What you will do: What follows is a block of records; reproduce all of it verbatim.

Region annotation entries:

>>>>

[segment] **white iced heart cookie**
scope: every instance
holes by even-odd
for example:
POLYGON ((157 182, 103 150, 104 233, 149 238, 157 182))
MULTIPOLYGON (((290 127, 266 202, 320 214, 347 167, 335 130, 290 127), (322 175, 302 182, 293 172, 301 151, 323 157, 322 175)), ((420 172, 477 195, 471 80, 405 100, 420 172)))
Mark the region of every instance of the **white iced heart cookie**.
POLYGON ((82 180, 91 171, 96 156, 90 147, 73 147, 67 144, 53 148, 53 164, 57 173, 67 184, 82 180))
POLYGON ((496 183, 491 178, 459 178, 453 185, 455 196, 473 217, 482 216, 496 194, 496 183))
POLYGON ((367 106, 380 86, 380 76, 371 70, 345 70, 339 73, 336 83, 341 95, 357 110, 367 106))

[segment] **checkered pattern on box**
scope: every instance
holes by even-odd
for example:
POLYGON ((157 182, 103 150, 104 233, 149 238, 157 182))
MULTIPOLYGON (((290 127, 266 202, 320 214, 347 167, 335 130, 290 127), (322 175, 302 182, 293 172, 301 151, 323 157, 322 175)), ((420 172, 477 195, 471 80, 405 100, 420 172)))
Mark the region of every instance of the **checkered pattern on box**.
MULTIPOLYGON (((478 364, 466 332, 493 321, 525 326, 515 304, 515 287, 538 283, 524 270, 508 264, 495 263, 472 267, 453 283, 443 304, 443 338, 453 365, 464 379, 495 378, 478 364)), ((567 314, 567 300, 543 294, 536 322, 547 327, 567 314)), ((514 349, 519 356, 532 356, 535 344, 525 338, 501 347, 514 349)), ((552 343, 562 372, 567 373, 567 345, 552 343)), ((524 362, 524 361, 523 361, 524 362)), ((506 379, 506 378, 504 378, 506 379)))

<<<<

Solution to this exercise:
[segment] **white iced heart cookie**
scope: every instance
holes by even-odd
for example:
POLYGON ((157 182, 103 150, 104 233, 149 238, 157 182))
MULTIPOLYGON (((290 127, 266 202, 320 214, 347 167, 335 130, 290 127), (322 175, 302 182, 293 172, 301 151, 323 157, 322 175)), ((420 172, 477 195, 471 80, 405 100, 420 172)))
Mark the region of every instance of the **white iced heart cookie**.
POLYGON ((82 180, 91 171, 96 156, 90 147, 73 147, 67 144, 53 148, 53 164, 57 173, 67 184, 82 180))
POLYGON ((496 183, 491 178, 459 178, 453 185, 455 196, 473 217, 482 216, 496 194, 496 183))
POLYGON ((367 106, 380 86, 380 76, 371 70, 345 70, 339 73, 336 83, 341 95, 357 110, 367 106))

[segment] **checkered pattern on box**
scope: every instance
holes by even-odd
for example:
POLYGON ((157 182, 103 150, 104 233, 149 238, 157 182))
MULTIPOLYGON (((290 127, 266 202, 320 214, 347 167, 335 130, 290 127), (322 175, 302 182, 293 172, 301 151, 323 157, 322 175)), ((420 172, 477 195, 471 80, 405 100, 420 172)))
Mark the region of every instance of the **checkered pattern on box**.
MULTIPOLYGON (((478 364, 466 332, 493 321, 525 326, 515 304, 515 287, 538 283, 524 270, 508 264, 495 263, 472 267, 453 283, 443 304, 443 338, 453 365, 464 379, 495 378, 478 364)), ((567 314, 567 300, 543 294, 536 322, 547 327, 567 314)), ((514 349, 519 356, 532 356, 535 344, 525 338, 501 347, 514 349)), ((552 343, 562 372, 567 373, 567 345, 552 343)), ((524 362, 524 361, 523 361, 524 362)), ((506 379, 506 378, 504 378, 506 379)))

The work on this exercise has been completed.